::: EXCERPTED RECORDS

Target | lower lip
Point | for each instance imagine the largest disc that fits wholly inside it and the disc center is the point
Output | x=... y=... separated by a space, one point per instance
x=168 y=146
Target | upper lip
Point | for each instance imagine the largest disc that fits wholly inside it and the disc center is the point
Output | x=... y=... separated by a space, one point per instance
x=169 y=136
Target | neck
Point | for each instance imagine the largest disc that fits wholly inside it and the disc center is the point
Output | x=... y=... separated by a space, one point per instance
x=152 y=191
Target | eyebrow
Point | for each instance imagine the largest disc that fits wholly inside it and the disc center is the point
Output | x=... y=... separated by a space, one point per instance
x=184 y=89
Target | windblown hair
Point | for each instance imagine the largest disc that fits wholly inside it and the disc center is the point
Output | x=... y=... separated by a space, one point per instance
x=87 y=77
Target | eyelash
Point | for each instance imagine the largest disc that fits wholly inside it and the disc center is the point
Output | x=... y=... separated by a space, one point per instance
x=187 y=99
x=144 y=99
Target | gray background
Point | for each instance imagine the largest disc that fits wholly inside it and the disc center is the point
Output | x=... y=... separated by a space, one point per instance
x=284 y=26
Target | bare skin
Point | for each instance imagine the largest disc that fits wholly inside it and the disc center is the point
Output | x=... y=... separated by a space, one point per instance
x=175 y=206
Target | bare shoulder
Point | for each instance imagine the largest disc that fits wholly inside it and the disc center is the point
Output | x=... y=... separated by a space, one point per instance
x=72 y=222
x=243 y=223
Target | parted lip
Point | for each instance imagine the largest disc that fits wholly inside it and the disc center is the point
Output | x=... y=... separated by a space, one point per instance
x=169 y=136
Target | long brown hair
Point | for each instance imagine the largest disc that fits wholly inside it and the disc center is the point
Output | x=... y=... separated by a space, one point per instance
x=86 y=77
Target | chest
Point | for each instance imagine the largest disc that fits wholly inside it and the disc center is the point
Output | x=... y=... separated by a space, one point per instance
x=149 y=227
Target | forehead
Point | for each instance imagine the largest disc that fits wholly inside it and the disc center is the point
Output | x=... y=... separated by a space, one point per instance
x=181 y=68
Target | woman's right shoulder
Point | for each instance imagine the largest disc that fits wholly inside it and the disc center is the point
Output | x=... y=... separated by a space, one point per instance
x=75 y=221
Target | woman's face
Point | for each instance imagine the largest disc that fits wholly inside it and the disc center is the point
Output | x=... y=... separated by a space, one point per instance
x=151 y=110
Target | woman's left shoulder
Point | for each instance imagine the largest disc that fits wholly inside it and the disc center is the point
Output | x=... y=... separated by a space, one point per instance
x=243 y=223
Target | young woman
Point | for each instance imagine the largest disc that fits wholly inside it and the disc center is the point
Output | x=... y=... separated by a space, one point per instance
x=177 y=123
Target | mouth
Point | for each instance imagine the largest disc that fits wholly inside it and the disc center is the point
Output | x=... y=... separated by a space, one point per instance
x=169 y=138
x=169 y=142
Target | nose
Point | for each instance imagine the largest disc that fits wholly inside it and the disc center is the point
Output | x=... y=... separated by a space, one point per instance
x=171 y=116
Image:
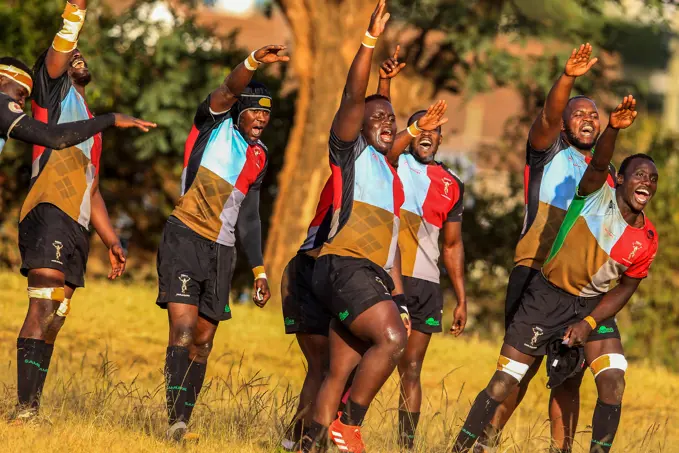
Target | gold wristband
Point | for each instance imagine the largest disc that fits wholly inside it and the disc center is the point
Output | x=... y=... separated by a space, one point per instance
x=414 y=130
x=589 y=320
x=369 y=40
x=251 y=62
x=259 y=272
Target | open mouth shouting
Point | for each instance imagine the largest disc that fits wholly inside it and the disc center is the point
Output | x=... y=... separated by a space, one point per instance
x=642 y=195
x=387 y=136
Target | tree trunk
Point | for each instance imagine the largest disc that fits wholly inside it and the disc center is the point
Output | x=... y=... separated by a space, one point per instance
x=327 y=34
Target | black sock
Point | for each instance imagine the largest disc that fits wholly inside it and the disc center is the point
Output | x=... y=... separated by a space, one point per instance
x=604 y=426
x=195 y=384
x=176 y=380
x=29 y=356
x=316 y=435
x=47 y=351
x=354 y=413
x=479 y=416
x=407 y=425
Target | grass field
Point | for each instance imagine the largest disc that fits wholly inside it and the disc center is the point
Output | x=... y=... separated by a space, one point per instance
x=105 y=389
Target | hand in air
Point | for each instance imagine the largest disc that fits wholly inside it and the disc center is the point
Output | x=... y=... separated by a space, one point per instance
x=459 y=320
x=434 y=116
x=125 y=121
x=269 y=54
x=576 y=335
x=379 y=19
x=624 y=114
x=580 y=61
x=391 y=67
x=262 y=293
x=116 y=256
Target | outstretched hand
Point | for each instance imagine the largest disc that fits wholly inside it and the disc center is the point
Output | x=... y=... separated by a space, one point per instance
x=379 y=19
x=125 y=121
x=269 y=54
x=624 y=114
x=434 y=117
x=391 y=67
x=580 y=61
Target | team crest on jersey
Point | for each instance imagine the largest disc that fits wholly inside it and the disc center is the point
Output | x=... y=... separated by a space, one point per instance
x=14 y=107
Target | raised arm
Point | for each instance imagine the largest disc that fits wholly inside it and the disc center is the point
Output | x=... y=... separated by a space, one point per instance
x=223 y=98
x=547 y=126
x=389 y=69
x=66 y=40
x=349 y=118
x=430 y=121
x=69 y=134
x=598 y=169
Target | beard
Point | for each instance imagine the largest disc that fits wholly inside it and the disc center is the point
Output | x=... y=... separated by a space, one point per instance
x=575 y=141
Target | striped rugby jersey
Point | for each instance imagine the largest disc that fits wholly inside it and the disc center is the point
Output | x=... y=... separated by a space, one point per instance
x=367 y=198
x=64 y=177
x=220 y=169
x=319 y=228
x=433 y=196
x=550 y=180
x=10 y=114
x=596 y=246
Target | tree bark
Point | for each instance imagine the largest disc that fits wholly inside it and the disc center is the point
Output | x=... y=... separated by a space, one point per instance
x=327 y=34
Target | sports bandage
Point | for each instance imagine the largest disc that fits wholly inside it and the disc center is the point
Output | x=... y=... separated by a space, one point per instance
x=18 y=75
x=608 y=361
x=369 y=40
x=64 y=308
x=67 y=39
x=414 y=130
x=46 y=293
x=259 y=272
x=515 y=369
x=591 y=321
x=251 y=62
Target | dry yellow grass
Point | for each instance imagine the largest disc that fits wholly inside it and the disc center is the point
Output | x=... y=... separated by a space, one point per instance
x=105 y=388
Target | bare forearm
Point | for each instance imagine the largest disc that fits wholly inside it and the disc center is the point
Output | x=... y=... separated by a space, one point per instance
x=453 y=261
x=384 y=88
x=102 y=222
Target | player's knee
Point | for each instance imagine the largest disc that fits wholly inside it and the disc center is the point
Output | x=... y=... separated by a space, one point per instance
x=609 y=374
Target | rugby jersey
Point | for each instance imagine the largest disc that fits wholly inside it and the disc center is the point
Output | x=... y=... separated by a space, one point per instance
x=433 y=196
x=220 y=169
x=64 y=177
x=596 y=246
x=10 y=114
x=367 y=198
x=319 y=228
x=550 y=180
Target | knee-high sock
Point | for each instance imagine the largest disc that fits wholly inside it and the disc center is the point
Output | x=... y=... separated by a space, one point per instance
x=29 y=358
x=47 y=351
x=176 y=380
x=604 y=426
x=479 y=416
x=195 y=384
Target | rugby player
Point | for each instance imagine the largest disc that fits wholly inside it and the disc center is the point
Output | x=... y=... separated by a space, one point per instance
x=224 y=164
x=303 y=314
x=560 y=144
x=16 y=85
x=605 y=237
x=62 y=201
x=350 y=275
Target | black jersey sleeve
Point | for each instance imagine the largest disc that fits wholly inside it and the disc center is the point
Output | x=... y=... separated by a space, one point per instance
x=60 y=136
x=249 y=224
x=10 y=115
x=455 y=213
x=48 y=92
x=539 y=158
x=205 y=118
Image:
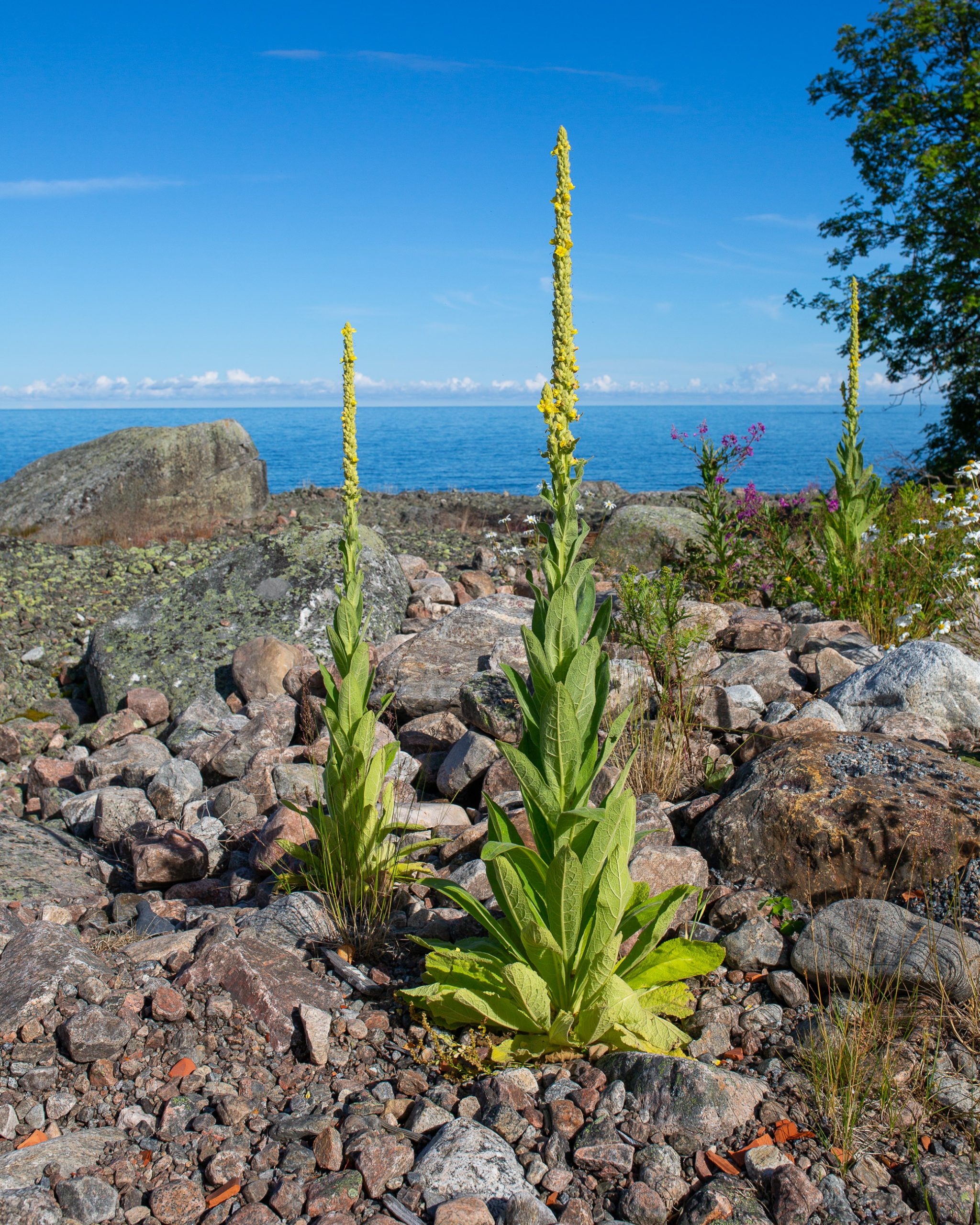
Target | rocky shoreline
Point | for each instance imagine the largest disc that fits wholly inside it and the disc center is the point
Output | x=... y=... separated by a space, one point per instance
x=182 y=1044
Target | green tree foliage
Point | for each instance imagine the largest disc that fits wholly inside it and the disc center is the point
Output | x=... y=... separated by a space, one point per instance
x=549 y=968
x=911 y=81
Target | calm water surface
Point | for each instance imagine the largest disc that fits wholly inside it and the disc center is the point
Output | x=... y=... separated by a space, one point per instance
x=494 y=449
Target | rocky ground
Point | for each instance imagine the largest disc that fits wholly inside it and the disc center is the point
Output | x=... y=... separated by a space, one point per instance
x=180 y=1044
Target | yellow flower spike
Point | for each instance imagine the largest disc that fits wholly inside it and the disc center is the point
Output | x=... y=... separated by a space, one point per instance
x=352 y=486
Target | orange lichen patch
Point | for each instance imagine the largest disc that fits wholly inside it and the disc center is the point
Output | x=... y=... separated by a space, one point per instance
x=33 y=1138
x=220 y=1195
x=722 y=1163
x=738 y=1157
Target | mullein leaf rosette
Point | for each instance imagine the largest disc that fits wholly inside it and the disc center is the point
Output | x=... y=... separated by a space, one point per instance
x=549 y=968
x=358 y=849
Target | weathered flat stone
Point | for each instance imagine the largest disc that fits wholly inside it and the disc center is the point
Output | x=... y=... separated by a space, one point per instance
x=36 y=962
x=282 y=586
x=647 y=537
x=466 y=1158
x=270 y=983
x=830 y=814
x=69 y=1153
x=427 y=673
x=860 y=937
x=924 y=678
x=42 y=861
x=690 y=1103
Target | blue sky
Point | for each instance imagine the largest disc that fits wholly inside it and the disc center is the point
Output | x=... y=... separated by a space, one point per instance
x=194 y=199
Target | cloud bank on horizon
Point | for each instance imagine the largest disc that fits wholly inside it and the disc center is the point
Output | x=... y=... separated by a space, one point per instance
x=757 y=383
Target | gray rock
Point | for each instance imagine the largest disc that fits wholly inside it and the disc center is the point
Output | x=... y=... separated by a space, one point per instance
x=944 y=1186
x=469 y=758
x=771 y=673
x=92 y=1036
x=836 y=1202
x=297 y=783
x=29 y=1206
x=647 y=537
x=427 y=673
x=690 y=1103
x=288 y=922
x=118 y=809
x=149 y=923
x=172 y=787
x=432 y=733
x=90 y=1201
x=930 y=679
x=34 y=963
x=205 y=717
x=70 y=1152
x=272 y=727
x=488 y=703
x=473 y=879
x=128 y=762
x=756 y=945
x=138 y=483
x=662 y=868
x=861 y=937
x=79 y=813
x=820 y=710
x=745 y=695
x=466 y=1158
x=788 y=989
x=282 y=586
x=527 y=1210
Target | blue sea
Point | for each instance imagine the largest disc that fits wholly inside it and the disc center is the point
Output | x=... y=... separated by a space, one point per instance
x=497 y=449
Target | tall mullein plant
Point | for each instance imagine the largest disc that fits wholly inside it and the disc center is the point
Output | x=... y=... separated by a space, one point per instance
x=549 y=968
x=358 y=853
x=859 y=497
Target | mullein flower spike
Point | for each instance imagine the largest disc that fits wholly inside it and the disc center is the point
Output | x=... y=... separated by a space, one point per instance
x=549 y=968
x=351 y=544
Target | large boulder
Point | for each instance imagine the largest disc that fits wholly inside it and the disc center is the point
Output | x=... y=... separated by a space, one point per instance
x=691 y=1103
x=138 y=484
x=860 y=940
x=180 y=641
x=34 y=965
x=427 y=673
x=647 y=537
x=830 y=815
x=934 y=680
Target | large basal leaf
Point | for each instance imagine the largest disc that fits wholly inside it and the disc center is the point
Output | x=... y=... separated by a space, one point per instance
x=531 y=992
x=560 y=745
x=677 y=959
x=655 y=918
x=564 y=900
x=560 y=630
x=465 y=901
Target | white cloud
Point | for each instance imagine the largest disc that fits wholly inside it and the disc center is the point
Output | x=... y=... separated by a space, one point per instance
x=36 y=189
x=780 y=220
x=755 y=383
x=414 y=63
x=302 y=53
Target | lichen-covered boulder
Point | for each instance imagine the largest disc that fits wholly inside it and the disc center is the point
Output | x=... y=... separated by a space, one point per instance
x=182 y=641
x=647 y=537
x=138 y=484
x=827 y=815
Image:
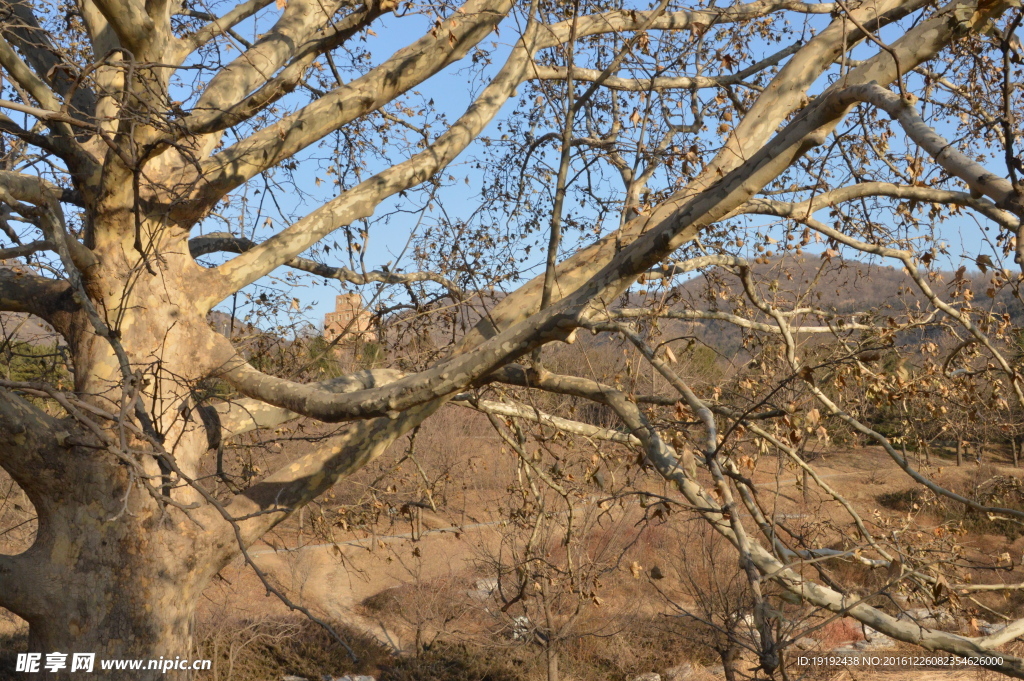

::::::

# WHAT THE TASK REQUIRES
Give the number of lines in the records where the word "player" shows up. Nothing else belongs in the reply.

# RESULT OF THE TASK
2